» **EXCERPT TO READ**:
# # #
The worst betrayal of my life
W_was next and the worst betrayal of my life. Let me insert some information on him and what he meant to me.
W_ was a gift for me for graduating from veterinary school. Named after a favorite instructor and rugby team captain from vet school, he was my one and constant companion at that time, riding on all farm calls, all fishing trips and of course all hunting trips. By one year of age we had killed 186 birds over him and trained almost daily. He fetched when he wanted to, worked upland and water fowl. His nickname by the locals was “Hoover”, because he vacuumed up all of the birds in the field. In ten years NO ONE ever killed a bird behind him, ever. In his last three years of grouse-hunting here in the north woods we kept a log. We averaged killing one out of eight birds flushed and one out of three shot at, and in three years we killed 476 ruffed grouse over him, including a limit with my wife the morning before my son T_ was born. Doing the math, that dog and Doc worked over 3,800 birds in three years!
I killed him
I betrayed him and his trust in me by killing him in our own house. He sat right there looking me in the eye as I gave him the lethal injection. He died emotionlessly in my arms, never fighting it or questioning his trust in me. His transgression was biting my son, and to this day I do not know whose fault it was as I did not see it happen. My memory says my wife said the dog leaves the house or her and the kids do. In the moment I felt as though I had only one choice. In retrospect, I had other options. I have seen his ghost hunting with me on some of his favorite trails and now EVERY time I euthanise a dog I have to look W_ in the eye as I do it. Hell, I KILLED my best friend! Ted Nugent’s Fred Bear song reminds me of W_, and I cry helplessly every time I hear it. Fester, my current buddy, was named in W_’s memory by my wife….His pedigree name is Drjac’s Fred Bear O’Dee. in the hope that W_ will walk the trails again with me, despite what I did to him.
Next was Morticia, my wife’s finished field bitch. She had an infraspinatus contracture that needed surgical correction. I offered my wife the option to have the vet school do it or me, and she mistakenly chose me. Several days post op, after a long battle and a trip to the vet school where they said we don’t know what is wrong but she is going to die, they were correct. I believe she had an anaerobic bacterial infection that was either triggered by surgery or post op antibiotics, or was coincidental. The world will never know, but I will always blame myself and harbor the sight of my wife sleeping with her dead dog overnight in the basement, and there was fuck all I could do to change a thing.
The last example I will use is Sassy. Sassy was a bear hound that should never have made it out of the woods: multiple fractured ribs, punctured, collapsed and lacerated lung lobes, lacerated kidney, lacerated liver, ruptured spleen, diaphragmatic hernia, and perforated bowel. No whole blood to give for transfusions as it was three days away and the cost was prohibitive. My trauma team (ME and my wife) worked on her for three weeks, day and night, and finally lost.
Please save her!
She was owned by a doe-eyed 12-year-old girl, who said, “Please save her!” So we tried. The first week she was with us the only way we could get her to eat or interact was to have my 7-year-old doe-eyed daughter crawl in the cage with Sassy several times a day and hand feed her. By the second week I had two little girls begging me to save this dog. The end of the third week she threw a pulmonary embolism and died. I can only believe if I had done a better job, or had better skills and equipment, I could have saved that dog for those little girls.
Again the list could go on and on, after 20-plus years.
I drink to stop the spin and out-of-control guilt and pain
I take no pride or pleasure from my wins and only guilt and blame from my losses. This is at least one pattern I need help to break, please. I drink to stop the spin and out-of-control guilt and pain, only to have it return in the morning.
# # #
» **WHAT THIS TASK INVOLVES**:
Reproduce everything in the account of the lost dogs from "Next was Morticia, my" down to "change a thing.". You won't need any of the data that comes next.

» **DATA RECORDS**:
# # #
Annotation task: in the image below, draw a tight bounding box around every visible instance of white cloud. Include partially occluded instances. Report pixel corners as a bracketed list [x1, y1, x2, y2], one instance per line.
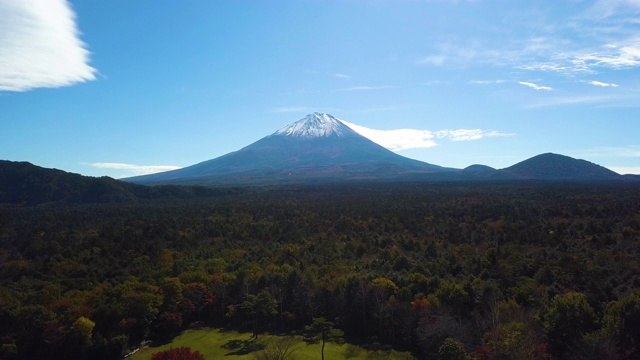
# # #
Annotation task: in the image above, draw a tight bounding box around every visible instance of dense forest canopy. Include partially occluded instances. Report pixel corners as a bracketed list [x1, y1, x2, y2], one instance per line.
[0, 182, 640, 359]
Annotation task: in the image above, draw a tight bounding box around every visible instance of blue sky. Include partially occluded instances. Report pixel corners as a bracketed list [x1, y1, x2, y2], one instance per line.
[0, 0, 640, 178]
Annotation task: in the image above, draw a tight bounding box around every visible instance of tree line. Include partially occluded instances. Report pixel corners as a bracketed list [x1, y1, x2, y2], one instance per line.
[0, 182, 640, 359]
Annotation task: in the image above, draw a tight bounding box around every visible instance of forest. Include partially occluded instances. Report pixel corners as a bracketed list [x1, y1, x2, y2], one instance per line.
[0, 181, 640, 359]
# # #
» **ANSWER TO THIS TASK**:
Next was Morticia, my wife’s finished field bitch. She had an infraspinatus contracture that needed surgical correction. I offered my wife the option to have the vet school do it or me, and she mistakenly chose me. Several days post op, after a long battle and a trip to the vet school where they said we don’t know what is wrong but she is going to die, they were correct. I believe she had an anaerobic bacterial infection that was either triggered by surgery or post op antibiotics, or was coincidental. The world will never know, but I will always blame myself and harbor the sight of my wife sleeping with her dead dog overnight in the basement, and there was fuck all I could do to change a thing.